What is expected: Please print the lines of the material below verbatim, everything from the line containing "--target wooden fence" down to the line containing "M 0 147 L 2", both ends included.

Task material:
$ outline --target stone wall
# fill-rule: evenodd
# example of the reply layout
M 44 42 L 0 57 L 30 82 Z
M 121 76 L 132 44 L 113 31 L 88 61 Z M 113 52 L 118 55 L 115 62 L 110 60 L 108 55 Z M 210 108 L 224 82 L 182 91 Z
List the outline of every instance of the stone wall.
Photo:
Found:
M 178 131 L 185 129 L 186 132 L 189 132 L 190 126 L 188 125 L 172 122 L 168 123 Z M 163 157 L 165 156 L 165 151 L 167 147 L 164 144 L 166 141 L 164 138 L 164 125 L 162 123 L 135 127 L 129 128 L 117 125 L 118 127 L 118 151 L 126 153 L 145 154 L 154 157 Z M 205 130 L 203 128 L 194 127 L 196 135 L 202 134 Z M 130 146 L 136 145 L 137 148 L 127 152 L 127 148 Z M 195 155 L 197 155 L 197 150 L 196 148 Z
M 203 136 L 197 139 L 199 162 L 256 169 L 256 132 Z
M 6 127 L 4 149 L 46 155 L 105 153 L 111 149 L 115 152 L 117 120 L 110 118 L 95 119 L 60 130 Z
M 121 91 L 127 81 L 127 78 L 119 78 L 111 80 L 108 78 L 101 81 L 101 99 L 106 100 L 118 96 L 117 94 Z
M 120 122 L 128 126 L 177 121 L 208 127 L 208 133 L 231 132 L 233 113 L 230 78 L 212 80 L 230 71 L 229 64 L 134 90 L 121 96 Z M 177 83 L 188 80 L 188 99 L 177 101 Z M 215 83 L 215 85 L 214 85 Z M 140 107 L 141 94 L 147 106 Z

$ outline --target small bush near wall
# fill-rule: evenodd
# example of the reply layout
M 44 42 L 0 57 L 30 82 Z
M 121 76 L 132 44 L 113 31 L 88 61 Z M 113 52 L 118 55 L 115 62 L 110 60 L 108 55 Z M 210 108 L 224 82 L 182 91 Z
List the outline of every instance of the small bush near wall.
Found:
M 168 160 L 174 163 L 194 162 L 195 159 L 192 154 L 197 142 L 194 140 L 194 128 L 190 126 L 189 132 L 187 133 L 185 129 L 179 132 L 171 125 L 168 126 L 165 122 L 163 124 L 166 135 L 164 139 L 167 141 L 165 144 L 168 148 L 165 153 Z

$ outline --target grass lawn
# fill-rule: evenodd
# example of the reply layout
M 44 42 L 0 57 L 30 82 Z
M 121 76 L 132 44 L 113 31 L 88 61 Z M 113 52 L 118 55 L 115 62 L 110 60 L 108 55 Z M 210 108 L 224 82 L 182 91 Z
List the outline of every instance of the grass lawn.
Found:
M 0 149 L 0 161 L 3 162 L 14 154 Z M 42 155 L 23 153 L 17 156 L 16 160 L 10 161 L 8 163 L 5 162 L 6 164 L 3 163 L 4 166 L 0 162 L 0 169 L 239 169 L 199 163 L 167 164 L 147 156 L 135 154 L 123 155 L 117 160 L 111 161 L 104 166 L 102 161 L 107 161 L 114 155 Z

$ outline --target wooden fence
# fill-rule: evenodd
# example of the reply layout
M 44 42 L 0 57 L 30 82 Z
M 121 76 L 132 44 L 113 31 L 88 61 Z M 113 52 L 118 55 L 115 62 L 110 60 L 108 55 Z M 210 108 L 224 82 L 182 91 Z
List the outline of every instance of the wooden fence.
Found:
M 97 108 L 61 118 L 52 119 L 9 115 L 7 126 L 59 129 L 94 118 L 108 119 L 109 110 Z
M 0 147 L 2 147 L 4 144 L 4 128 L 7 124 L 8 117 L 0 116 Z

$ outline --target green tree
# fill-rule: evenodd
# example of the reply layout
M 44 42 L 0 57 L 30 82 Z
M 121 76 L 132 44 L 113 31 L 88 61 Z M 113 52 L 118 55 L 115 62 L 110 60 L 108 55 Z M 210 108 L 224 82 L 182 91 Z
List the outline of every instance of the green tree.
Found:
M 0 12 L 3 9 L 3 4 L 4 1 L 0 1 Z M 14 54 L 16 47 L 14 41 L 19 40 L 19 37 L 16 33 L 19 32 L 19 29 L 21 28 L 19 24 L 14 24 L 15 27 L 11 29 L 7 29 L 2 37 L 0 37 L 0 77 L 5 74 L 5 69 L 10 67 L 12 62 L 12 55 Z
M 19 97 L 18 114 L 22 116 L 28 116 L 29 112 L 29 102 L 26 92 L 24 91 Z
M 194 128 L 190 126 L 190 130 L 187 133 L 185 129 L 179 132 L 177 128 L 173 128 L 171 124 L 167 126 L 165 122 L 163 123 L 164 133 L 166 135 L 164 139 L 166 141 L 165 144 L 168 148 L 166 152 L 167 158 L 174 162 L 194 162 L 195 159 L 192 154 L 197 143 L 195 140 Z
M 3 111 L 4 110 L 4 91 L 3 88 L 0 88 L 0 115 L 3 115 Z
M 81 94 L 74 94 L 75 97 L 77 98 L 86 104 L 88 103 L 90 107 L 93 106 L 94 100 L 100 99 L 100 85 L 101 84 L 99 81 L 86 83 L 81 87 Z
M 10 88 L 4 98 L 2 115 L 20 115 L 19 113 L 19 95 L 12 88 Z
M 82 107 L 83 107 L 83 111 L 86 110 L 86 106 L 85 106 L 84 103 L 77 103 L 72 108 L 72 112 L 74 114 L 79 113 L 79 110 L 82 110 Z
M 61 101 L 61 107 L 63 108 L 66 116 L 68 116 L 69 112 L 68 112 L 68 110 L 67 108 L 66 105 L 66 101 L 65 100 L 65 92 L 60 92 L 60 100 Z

...

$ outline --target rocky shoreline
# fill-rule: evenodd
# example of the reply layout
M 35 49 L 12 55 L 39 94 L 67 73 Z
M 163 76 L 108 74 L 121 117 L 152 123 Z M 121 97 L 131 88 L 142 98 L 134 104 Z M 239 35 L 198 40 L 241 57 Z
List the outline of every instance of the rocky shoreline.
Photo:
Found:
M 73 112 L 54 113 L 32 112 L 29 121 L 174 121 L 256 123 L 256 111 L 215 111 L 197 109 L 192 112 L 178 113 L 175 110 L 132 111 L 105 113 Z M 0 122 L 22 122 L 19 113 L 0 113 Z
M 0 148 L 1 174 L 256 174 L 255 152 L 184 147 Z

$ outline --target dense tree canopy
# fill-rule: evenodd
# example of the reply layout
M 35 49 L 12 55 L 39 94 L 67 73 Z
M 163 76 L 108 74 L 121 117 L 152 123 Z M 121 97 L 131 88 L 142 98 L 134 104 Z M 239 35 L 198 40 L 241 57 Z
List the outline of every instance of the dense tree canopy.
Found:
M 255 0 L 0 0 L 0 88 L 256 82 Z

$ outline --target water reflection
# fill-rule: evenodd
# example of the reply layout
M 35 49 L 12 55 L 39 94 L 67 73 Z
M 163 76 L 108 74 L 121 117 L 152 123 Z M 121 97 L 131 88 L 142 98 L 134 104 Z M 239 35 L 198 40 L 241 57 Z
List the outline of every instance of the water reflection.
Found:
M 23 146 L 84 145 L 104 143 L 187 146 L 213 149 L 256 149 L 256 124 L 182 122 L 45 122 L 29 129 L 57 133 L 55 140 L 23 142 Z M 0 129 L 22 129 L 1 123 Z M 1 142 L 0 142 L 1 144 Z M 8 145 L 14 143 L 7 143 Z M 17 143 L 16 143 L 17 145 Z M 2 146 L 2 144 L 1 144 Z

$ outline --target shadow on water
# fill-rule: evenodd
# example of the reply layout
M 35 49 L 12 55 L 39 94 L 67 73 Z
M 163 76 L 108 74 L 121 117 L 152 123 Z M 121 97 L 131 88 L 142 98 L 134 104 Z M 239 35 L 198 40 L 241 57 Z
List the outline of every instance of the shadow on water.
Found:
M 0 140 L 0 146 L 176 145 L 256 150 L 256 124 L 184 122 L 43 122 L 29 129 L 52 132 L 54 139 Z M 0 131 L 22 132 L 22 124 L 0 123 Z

Written reply:
$ outline --target wooden fence
# fill-rule: evenodd
# example of the reply layout
M 44 42 L 0 57 L 30 82 Z
M 121 76 L 132 44 L 113 31 L 88 61 Z M 113 52 L 118 55 L 115 62 L 110 60 L 108 55 Z M 210 108 L 224 82 L 182 91 Z
List the outline of every instance of the wooden fence.
Found:
M 97 108 L 61 118 L 52 119 L 9 115 L 7 126 L 59 129 L 94 118 L 108 119 L 109 110 Z
M 0 147 L 2 147 L 4 144 L 4 128 L 7 124 L 8 117 L 0 116 Z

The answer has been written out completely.